§ **Exercise brief**
Return, in full, every row below that contains the word "gray", treating uppercase and lowercase letters as different.

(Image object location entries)
[Start]

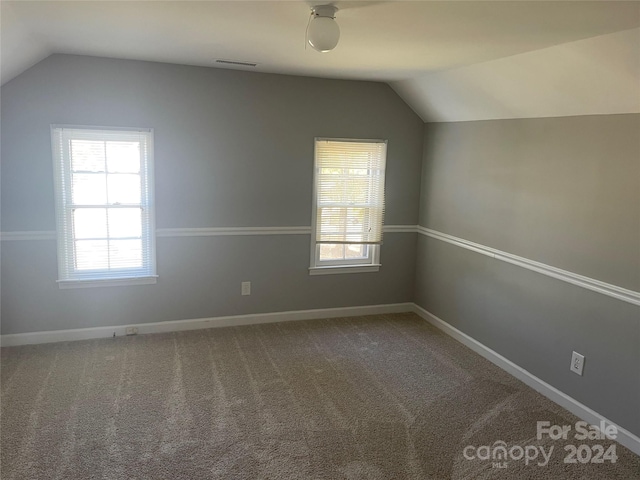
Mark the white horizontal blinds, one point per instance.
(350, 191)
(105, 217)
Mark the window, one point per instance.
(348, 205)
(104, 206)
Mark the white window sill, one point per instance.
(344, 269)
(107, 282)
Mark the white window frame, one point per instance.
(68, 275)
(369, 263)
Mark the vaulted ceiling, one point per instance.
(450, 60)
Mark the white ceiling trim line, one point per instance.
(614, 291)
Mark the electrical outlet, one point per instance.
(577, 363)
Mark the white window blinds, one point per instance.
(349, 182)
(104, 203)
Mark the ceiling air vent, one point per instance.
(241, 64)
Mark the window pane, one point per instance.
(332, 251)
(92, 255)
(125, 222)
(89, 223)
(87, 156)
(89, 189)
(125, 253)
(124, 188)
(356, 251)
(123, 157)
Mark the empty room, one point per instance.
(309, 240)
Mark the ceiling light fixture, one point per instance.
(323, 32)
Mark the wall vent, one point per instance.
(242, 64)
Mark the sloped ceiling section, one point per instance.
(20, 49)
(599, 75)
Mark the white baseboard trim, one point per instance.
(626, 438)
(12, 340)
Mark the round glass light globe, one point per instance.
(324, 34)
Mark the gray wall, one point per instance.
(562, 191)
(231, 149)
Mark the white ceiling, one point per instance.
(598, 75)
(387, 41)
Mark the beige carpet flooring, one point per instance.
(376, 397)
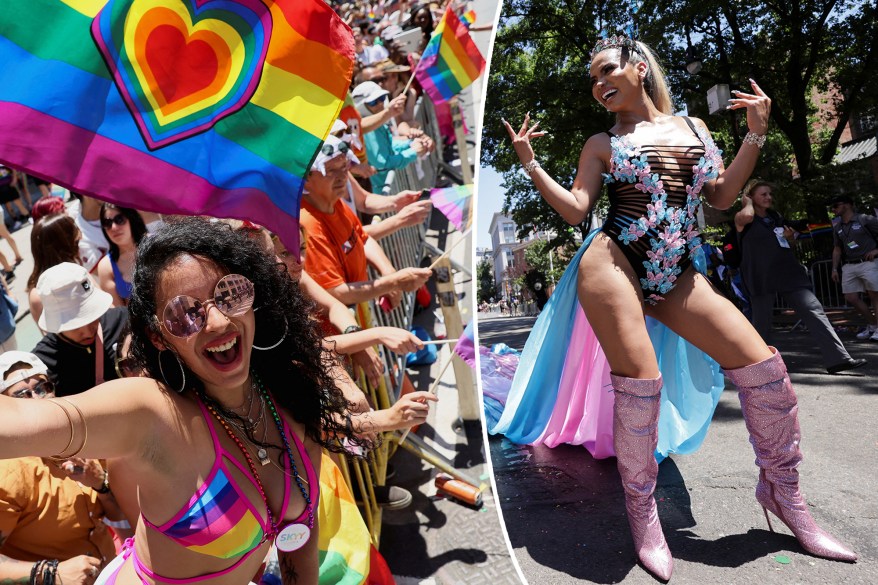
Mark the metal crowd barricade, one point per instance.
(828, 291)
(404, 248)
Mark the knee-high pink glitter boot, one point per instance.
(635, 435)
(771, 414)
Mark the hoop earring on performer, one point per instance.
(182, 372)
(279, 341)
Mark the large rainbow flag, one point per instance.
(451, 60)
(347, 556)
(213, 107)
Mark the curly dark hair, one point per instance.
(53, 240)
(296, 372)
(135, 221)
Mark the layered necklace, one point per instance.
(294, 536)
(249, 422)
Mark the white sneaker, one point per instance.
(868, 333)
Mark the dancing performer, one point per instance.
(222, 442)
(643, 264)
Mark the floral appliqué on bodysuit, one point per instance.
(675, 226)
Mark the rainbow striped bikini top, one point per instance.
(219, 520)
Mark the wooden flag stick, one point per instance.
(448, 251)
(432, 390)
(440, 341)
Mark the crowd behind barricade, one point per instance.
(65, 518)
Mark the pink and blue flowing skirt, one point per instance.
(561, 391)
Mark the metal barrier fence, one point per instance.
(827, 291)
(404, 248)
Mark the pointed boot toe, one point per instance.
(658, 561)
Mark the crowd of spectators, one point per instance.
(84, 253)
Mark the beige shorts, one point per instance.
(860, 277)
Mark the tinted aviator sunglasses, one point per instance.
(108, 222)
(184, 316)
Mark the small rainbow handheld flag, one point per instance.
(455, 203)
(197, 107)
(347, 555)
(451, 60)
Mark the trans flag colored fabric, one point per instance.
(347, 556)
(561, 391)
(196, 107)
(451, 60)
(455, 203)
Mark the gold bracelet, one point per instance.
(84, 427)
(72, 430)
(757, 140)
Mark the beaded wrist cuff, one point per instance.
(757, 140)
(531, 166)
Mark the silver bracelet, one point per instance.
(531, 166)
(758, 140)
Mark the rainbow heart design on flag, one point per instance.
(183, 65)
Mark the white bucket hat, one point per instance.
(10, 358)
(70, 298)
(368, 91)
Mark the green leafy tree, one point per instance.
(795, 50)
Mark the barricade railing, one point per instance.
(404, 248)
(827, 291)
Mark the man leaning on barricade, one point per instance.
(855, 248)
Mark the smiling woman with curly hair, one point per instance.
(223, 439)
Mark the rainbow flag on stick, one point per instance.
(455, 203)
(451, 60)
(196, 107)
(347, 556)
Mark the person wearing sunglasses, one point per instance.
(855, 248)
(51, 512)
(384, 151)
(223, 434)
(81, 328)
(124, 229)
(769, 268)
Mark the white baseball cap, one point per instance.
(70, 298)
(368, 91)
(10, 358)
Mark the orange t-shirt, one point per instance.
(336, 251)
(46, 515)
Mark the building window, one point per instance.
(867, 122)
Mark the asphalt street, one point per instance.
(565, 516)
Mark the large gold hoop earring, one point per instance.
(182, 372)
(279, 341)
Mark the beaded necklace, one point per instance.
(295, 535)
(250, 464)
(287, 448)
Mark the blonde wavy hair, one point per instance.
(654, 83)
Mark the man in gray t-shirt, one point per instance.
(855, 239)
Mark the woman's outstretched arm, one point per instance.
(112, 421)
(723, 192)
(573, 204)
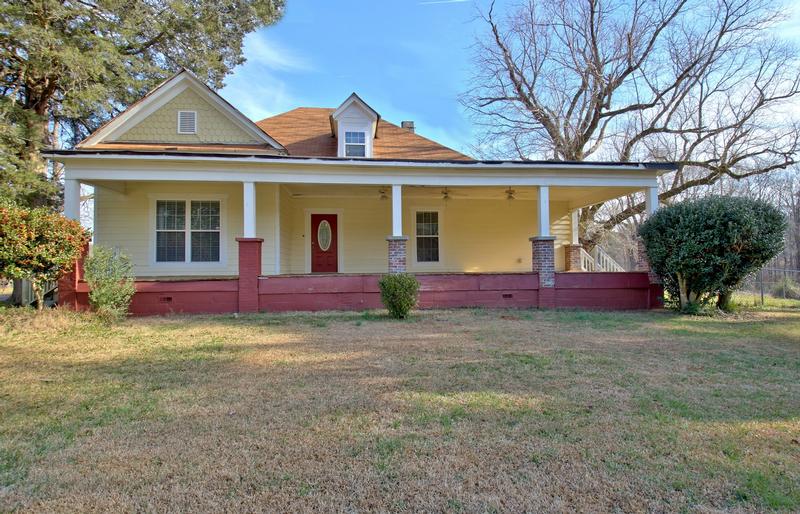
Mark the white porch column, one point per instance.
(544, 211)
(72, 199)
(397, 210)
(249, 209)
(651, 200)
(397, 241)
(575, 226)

[End]
[Start]

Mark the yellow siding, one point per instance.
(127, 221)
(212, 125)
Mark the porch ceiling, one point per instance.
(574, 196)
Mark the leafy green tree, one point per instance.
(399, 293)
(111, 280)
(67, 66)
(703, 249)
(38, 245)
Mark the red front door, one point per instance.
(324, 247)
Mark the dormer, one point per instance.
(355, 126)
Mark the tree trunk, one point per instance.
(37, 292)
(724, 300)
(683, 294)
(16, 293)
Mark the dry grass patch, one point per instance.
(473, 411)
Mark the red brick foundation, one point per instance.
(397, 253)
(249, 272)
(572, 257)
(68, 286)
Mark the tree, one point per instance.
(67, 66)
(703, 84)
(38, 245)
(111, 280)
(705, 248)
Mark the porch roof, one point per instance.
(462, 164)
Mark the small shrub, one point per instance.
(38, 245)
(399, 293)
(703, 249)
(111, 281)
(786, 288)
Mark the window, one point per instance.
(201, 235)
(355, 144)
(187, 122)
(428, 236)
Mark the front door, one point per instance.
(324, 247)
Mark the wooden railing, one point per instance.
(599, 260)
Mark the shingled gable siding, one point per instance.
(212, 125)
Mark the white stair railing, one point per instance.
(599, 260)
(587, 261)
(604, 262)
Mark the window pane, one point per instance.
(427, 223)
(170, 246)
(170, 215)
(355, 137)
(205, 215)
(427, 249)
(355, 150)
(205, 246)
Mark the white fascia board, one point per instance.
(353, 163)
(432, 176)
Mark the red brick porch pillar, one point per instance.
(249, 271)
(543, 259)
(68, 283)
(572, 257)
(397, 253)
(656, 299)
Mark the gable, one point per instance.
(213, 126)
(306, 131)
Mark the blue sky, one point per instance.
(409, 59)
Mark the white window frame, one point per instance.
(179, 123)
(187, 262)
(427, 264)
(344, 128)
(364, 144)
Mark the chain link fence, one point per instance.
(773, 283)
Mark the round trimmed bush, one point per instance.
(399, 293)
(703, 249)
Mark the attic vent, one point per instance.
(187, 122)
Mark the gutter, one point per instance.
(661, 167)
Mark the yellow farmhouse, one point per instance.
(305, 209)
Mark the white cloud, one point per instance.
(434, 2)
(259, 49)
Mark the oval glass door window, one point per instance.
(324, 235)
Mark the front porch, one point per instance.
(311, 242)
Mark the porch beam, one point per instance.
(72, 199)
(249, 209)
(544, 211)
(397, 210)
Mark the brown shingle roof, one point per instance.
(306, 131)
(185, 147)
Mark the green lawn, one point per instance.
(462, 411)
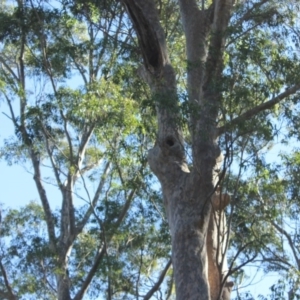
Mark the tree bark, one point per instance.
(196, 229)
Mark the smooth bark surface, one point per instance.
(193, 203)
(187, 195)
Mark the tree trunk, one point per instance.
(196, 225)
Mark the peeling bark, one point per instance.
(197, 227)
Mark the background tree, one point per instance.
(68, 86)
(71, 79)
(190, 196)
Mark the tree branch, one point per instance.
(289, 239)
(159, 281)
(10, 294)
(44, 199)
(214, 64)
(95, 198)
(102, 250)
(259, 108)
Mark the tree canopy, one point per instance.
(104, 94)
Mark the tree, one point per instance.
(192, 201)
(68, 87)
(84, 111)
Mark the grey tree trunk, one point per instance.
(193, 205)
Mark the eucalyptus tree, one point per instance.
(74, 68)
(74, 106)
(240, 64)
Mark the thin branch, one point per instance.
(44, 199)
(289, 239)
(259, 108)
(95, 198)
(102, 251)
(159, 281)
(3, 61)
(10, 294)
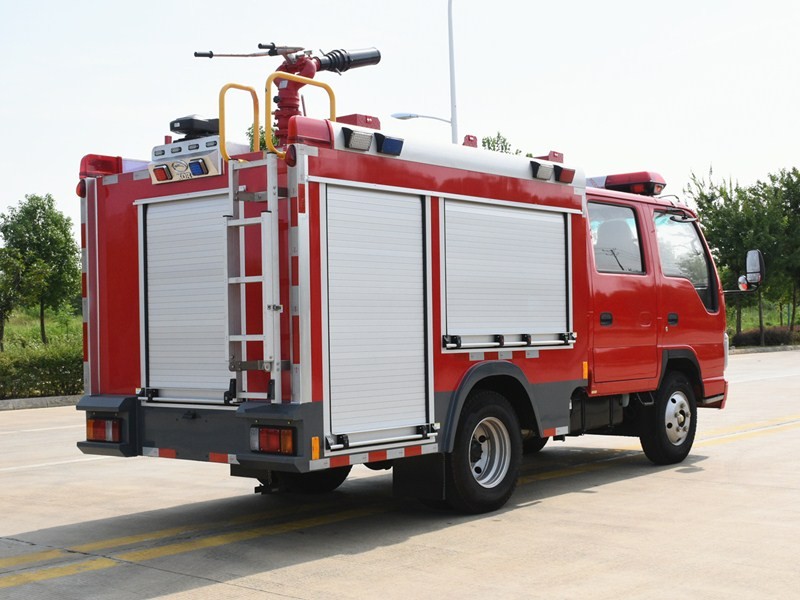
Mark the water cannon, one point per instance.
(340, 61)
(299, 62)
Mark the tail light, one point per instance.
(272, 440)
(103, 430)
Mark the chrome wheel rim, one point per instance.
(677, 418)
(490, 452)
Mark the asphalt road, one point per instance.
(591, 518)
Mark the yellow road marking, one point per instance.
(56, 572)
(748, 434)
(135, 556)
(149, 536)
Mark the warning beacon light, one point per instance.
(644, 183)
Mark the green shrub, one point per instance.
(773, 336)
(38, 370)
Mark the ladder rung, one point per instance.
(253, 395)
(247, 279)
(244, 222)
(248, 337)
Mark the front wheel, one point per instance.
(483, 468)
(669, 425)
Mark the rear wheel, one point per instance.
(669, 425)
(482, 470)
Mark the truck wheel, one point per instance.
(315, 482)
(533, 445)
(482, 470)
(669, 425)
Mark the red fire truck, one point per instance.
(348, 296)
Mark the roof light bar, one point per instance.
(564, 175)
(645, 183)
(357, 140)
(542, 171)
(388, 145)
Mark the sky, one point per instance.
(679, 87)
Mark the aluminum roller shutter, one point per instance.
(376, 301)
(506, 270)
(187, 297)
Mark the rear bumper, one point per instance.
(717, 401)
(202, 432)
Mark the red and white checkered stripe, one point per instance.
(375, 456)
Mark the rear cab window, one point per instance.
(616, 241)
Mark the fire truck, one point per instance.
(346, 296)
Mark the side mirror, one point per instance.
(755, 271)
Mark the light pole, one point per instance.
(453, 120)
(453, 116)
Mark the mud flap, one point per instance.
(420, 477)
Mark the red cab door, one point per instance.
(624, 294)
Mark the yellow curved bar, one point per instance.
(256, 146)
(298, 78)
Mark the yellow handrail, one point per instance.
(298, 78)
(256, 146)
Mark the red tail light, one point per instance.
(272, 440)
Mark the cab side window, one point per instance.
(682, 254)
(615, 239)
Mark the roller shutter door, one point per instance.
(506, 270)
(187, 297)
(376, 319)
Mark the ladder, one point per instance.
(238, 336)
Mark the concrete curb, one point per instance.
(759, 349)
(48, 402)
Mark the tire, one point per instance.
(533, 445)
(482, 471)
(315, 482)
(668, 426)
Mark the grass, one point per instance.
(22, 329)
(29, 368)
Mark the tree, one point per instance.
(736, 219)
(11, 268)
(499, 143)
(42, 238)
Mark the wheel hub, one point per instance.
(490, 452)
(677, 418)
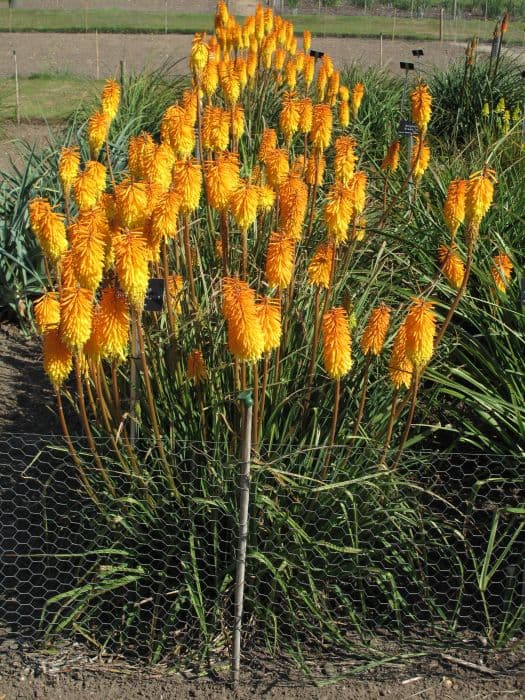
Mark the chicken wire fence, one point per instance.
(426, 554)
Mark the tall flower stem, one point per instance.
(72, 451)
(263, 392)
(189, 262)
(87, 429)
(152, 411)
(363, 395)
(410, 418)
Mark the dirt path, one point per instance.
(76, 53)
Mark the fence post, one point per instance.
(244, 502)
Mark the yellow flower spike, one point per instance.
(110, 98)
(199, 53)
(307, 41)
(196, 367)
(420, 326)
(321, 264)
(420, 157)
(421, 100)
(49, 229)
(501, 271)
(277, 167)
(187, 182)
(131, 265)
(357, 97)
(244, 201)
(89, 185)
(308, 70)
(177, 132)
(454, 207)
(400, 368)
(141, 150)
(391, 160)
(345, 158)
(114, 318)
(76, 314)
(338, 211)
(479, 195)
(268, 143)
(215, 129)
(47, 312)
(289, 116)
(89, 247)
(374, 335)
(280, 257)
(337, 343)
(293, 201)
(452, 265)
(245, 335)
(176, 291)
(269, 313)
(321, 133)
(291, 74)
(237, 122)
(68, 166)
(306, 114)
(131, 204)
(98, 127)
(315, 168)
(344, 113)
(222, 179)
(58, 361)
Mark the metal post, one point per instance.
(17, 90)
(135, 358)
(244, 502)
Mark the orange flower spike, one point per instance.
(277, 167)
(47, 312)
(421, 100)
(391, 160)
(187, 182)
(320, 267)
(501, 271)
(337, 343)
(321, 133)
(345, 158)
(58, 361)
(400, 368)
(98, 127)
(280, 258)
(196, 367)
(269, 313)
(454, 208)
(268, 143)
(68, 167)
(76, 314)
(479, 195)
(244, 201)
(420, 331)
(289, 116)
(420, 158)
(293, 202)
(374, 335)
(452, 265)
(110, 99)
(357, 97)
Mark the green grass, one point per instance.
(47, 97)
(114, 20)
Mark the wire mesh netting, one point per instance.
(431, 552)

[End]
[Start]

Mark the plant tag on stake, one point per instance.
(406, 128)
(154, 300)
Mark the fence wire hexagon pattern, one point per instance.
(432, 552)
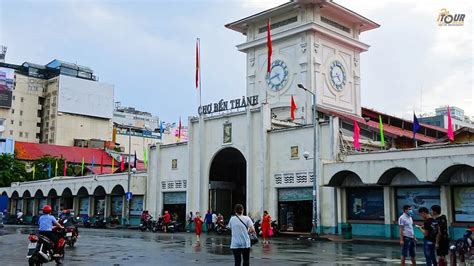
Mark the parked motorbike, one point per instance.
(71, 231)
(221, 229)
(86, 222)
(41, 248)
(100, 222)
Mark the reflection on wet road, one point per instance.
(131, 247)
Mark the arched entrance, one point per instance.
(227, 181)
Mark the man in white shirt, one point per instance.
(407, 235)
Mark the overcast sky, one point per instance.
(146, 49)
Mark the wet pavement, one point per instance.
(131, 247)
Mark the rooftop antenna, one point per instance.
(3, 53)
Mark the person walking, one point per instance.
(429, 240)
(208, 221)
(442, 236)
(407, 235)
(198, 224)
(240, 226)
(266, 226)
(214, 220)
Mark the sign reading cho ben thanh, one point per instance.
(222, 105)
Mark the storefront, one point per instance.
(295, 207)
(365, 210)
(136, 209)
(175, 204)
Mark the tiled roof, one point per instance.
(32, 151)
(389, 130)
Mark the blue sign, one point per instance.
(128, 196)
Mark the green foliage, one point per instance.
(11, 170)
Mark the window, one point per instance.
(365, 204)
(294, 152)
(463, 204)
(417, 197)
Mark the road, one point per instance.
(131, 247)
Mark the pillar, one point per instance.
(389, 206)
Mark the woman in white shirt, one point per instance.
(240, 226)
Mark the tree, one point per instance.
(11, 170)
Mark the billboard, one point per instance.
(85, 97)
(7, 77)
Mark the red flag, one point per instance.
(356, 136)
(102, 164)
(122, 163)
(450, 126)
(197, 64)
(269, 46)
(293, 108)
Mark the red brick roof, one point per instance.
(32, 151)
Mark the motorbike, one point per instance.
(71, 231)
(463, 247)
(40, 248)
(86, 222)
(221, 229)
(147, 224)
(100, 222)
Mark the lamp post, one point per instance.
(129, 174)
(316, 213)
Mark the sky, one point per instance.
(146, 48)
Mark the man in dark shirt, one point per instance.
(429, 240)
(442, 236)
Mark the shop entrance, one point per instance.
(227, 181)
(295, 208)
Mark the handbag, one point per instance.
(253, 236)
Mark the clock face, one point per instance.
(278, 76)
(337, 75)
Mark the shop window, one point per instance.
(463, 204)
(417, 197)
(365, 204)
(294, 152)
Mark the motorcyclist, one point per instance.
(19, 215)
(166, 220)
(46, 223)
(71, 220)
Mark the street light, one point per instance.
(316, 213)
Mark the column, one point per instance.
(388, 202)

[End]

§ **Result**
Mark the gray wall, one point per instance.
Mark the man in gray t-shirt, one point per instance.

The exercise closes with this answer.